* TEXT EXCERPT *

--- --- ---

Minister for Milk and Dairy Development
- In office 28 September 2024 – 27 April 2025
- Chief Minister: M. K. Stalin
- Preceded by: Mano Thangaraj
- Succeeded by: Mano Thangaraj

Minister for Higher Education
- In office 21 December 2023 – 22 March 2024
- Chief Minister: M. K. Stalin
- Preceded by: K. Ponmudy
- Succeeded by: K. Ponmudy

Minister of Backward Classes Welfare
- In office 29 March 2022 – 28 September 2024
- Preceded by: S. S. Sivasankar
- Succeeded by: Meyyanathan Siva V

Minister of Transport
- In office 7 May 2021 – 29 March 2022
- Chief Minister: M. K. Stalin
- Preceded by: M. R. Vijayabhaskar
- Succeeded by: S. S. Sivasankar

Minister of Public Works, Highways and Electricity
- In office 24 June 1991 – 12 May 1996
- Chief Minister: J. Jayalalithaa

Member of Legislative Assembly, Tamil Nadu
- Incumbent
- Assumed office 12 May 2021
- Preceded by: S. Pandi
- Constituency: Mudukulathur constituency
- In office 20 June 1991 – 10 May 1996
- Constituency: Tiruppattur constituency
- In office 11 May 2006 – 28 February 2009
- Constituency: Ilayankudi constituency

Personal details
- Born: Adhappadaiki, Tamil Nadu, India
- Party: DMK
- Parent: Sellam
- Occupation: Politics & Agriculture

= Raja Kannappan =

Indian politician

R. S. Raja Kannappan, formerly known as S. Kannappan, is an Indian politician and Minister for Backward Classes Welfare and Higher Education. He also served as the Minister for Khadi and Village Industries from 2022 to 2023, Minister of Transport, Nationalised Transport, Motor Vehicles Act in the period 2021- March 2022 and also former Minister of Public Works, Highways and Electricity during 1991–1996.
He joined the party DMK in February 2020.

==Political career==

He was elected to the Tamil Nadu legislative assembly as an Anna Dravida Munnetra Kazhagam (ADMK) candidate from Tiruppattur (194) constituency in 1991 election. He served as minister of Public Works during 1991–1996.
He later founded the Makkal Tamil Desam (MTD) party.

--- --- ---

* MATERIAL SUPPLIED *
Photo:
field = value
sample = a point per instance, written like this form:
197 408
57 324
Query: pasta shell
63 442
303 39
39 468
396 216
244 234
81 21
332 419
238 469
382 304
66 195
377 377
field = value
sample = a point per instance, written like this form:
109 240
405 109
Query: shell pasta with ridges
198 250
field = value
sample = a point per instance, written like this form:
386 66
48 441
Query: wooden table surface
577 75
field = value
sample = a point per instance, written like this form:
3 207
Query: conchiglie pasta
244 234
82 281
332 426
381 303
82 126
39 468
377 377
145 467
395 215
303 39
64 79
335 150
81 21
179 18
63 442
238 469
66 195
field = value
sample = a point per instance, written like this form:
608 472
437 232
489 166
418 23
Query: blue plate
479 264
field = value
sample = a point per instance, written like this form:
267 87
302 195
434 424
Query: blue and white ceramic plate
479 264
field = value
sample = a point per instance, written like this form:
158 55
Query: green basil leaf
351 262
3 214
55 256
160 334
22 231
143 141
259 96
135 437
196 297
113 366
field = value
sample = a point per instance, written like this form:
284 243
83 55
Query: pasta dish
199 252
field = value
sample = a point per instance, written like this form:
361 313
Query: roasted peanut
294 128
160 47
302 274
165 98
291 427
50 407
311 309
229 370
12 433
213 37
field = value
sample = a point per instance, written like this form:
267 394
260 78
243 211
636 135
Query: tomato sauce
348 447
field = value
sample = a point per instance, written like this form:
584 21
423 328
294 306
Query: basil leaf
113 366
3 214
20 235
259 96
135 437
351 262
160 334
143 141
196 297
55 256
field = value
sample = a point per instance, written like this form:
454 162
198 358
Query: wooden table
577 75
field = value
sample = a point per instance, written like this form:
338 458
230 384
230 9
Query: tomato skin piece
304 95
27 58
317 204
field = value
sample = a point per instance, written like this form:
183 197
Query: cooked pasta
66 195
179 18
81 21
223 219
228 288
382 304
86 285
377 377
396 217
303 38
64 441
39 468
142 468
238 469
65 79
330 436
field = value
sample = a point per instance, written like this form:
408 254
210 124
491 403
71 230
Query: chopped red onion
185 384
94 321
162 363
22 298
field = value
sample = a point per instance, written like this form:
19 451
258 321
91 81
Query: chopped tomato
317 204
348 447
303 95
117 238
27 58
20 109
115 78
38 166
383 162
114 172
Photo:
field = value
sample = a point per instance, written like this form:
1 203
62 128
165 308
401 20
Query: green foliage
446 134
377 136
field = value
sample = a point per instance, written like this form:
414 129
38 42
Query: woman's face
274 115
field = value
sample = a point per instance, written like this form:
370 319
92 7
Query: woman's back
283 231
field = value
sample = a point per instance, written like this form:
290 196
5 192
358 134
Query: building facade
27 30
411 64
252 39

--- --- ---

* TASK GOAL *
Answer these from the Raja Kannappan text:
1. Who preceded him as Minister of Transport?
2. From which constituency was he elected in the 1991 election?
3. Which party did he later found?

* RESPONSE BELOW *
1. M. R. Vijayabhaskar
2. Tiruppattur (194) constituency
3. Makkal Tamil Desam (MTD)